■ **Job**
Restate each of the lines given below, word for word.

■ **Stored rows**
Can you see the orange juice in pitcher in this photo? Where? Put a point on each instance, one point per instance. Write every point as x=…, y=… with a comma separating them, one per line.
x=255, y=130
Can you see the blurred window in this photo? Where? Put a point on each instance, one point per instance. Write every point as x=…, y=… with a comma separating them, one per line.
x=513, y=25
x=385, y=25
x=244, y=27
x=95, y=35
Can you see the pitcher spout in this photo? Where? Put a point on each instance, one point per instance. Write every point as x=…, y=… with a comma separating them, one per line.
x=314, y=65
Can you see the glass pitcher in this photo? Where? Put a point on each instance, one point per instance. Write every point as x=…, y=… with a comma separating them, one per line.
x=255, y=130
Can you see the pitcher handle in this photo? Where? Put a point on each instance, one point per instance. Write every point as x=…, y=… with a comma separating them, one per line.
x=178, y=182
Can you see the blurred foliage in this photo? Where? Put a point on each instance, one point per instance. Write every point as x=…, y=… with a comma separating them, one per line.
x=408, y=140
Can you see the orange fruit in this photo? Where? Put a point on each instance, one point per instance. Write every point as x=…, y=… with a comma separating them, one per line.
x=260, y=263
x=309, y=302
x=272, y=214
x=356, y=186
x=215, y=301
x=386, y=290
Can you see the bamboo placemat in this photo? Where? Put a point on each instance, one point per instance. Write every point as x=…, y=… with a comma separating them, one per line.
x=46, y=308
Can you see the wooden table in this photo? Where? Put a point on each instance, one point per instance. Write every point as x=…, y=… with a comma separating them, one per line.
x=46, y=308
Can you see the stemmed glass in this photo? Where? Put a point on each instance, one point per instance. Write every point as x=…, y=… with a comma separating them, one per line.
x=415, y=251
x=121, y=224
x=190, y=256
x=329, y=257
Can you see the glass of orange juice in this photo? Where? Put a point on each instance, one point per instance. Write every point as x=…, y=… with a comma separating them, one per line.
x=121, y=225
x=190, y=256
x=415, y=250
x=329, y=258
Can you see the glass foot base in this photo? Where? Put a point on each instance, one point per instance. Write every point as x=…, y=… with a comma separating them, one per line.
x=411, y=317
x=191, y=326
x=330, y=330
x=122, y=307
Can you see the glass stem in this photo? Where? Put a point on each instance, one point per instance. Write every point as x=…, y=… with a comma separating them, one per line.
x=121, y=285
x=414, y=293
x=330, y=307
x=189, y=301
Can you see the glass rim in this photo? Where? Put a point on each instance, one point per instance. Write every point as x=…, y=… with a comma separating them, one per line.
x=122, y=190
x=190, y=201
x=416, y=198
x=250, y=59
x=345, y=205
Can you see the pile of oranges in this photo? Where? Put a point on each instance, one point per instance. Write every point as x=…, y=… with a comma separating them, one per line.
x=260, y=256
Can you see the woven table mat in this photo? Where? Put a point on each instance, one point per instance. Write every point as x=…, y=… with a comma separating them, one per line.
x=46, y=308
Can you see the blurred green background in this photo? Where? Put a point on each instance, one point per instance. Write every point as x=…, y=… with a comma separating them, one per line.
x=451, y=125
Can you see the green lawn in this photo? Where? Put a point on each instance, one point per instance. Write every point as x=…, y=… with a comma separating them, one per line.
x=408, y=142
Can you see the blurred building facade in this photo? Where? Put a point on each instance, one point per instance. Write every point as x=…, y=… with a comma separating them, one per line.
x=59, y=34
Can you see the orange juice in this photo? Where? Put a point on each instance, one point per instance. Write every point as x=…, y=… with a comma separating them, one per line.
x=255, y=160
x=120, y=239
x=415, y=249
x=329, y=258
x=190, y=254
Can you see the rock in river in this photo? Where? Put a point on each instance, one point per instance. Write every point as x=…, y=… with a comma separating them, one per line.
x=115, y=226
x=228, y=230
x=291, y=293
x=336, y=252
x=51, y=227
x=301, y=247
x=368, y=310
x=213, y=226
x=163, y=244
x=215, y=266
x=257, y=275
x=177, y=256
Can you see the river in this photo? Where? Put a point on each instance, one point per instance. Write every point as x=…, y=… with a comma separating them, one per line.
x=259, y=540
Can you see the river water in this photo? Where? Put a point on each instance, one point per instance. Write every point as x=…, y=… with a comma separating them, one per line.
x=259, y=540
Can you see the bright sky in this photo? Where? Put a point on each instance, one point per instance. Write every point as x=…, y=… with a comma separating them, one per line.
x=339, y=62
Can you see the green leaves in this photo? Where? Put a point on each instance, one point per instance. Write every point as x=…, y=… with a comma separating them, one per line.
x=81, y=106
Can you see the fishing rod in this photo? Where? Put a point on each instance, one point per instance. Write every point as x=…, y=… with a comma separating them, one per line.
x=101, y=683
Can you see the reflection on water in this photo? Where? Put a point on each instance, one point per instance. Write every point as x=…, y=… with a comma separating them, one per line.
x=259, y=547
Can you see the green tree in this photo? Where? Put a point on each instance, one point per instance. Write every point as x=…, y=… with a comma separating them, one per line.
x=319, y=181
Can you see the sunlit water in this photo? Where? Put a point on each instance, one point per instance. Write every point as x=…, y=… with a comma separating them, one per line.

■ **Task answer**
Can you see the orange juice in pitcher in this photo? Where? Put a point on each instance, one point per instance. Write every point as x=…, y=… with a comma separating them, one per line.
x=255, y=130
Can you see the blurred window in this photo? Where? Put a point on each instance, one point per instance. Write every point as x=…, y=… with a comma separating them, one per line.
x=513, y=25
x=385, y=25
x=244, y=27
x=95, y=35
Can you see the pitcher spout in this photo? Where? Put a point on each instance, one point per instance. Write every point as x=…, y=… with a comma separating them, one per line.
x=314, y=65
Can you see the glass pitcher in this photo? Where? Put a point on each instance, one point per instance. Write every point as x=…, y=… with a comma separating them, one per line.
x=255, y=130
Can you see the pitcher handle in this photo? Where? Put a point on each instance, one point per instance. Write every point as x=…, y=… with a comma separating them, one per line.
x=178, y=182
Can you see the blurred foliage in this photo? Where? Put a point on each instance, one point per instance. Write every point as x=…, y=… with a comma separating them, one per line.
x=408, y=140
Can you see the orange fruit in this photo? Where? Put a point on each instance, one point per instance. Write every point as x=…, y=… with a comma separating them, one per line.
x=260, y=263
x=309, y=302
x=272, y=214
x=356, y=186
x=215, y=301
x=386, y=290
Can you see the bamboo placemat in this photo? Where? Put a point on each instance, one point per instance. Write every point as x=…, y=… with a comma separating them, one per line.
x=46, y=308
Can you see the wooden table in this photo? Where? Put a point on each instance, one point per instance. Write every point as x=…, y=… with a comma separating them, one per line.
x=46, y=308
Can you see the stemmed glass in this photo? Where? Put a point on each instance, one point per instance. Write every point as x=…, y=… with a comma separating them, one per line.
x=415, y=251
x=121, y=224
x=190, y=256
x=329, y=257
Can you see the glass of orange juice in this photo? Where? Put a point on each instance, one point per instance. Write every point as x=…, y=… with a comma separating them, one per line.
x=121, y=225
x=190, y=256
x=415, y=250
x=329, y=258
Can you see the glass foot base in this photo? Where? Put a point on each instance, one point per instance. Write every point as x=…, y=… with a comma separating them, one per line.
x=411, y=317
x=191, y=326
x=330, y=330
x=122, y=307
Can you see the glass stem in this photo? Where? Put a point on each instance, one point per instance. Write every point as x=…, y=… with a comma separating them, one per line.
x=121, y=285
x=414, y=293
x=330, y=307
x=189, y=301
Can you see the glass rim in this photo? Where? Put a point on each instance, one point per instance. Write every point as x=…, y=… with a comma separating them, one per line.
x=122, y=190
x=190, y=201
x=416, y=198
x=250, y=59
x=345, y=205
Can you see the pile of oranges in this photo? Where? Put a point on each instance, one point per instance. Write every point as x=…, y=… with a comma separating them, one per line.
x=260, y=256
Can you see the woven table mat in this photo? Where? Put a point on each instance, one point per instance. Write every point as x=…, y=… with a comma separating them, one per line.
x=46, y=308
Can you see the blurred green background in this photo? Where? Put a point on each instance, one point per instance. Write every point as x=…, y=… with a comma separating them, one per line.
x=451, y=125
Can you see the green lawn in this photo? Where? Put a point on each instance, one point per instance. Write every point as x=…, y=… with a comma separating them, one per line.
x=408, y=142
Can you see the blurred building facade in this photo? Where? Put a point on each instance, one point per instance. Write every point as x=…, y=… with a comma separating them, one per line.
x=59, y=34
Can you see the orange juice in this photo? Where? Put a point on each instance, one point per instance. Write every point as x=…, y=… with a comma separating them, one per line.
x=255, y=160
x=120, y=239
x=415, y=249
x=329, y=258
x=190, y=254
Can you see the rock in river in this photo? Where? Put a point on each instance, one point per instance. Write every point as x=…, y=… with a comma separating them, one per line.
x=115, y=226
x=228, y=230
x=291, y=293
x=336, y=252
x=51, y=227
x=301, y=247
x=368, y=310
x=213, y=226
x=163, y=244
x=215, y=266
x=257, y=275
x=177, y=256
Can you see the river in this photo? Where? Put a point on each instance, one point per instance. Write every point as x=…, y=… with a comma separating them, one per line.
x=259, y=540
Can you see the river water in this photo? Where? Put a point on each instance, one point per instance. Write every point as x=…, y=… with a comma separating them, one per line.
x=259, y=540
Can you see the bright sky in this photo? Where? Put a point on each instance, one point per instance. Write every point as x=…, y=… with a comma separating them, one per line.
x=339, y=62
Can you see the green leaves in this photo? Where? Put a point on each instance, one point per instance. Write every point as x=…, y=… with a comma separating them, one per line.
x=81, y=106
Can you see the fishing rod in this photo? Where? Put a point on each instance, one point per instance. Write every point as x=…, y=… with a comma separating them, one per line.
x=101, y=683
Can you see the reflection on water in this photo? Where? Put a point on each instance, one point per instance. Write every point as x=…, y=… with a comma separating them, one per line.
x=259, y=547
Can you see the green tree in this photo? Where? Put a point on each instance, one point per instance. Write every point as x=…, y=… with a comma separating them, one per line.
x=319, y=181
Can you see the sunlit water in this photo? Where? Put a point on each instance, one point per instance. Write every point as x=…, y=… with a comma separating them, one per line.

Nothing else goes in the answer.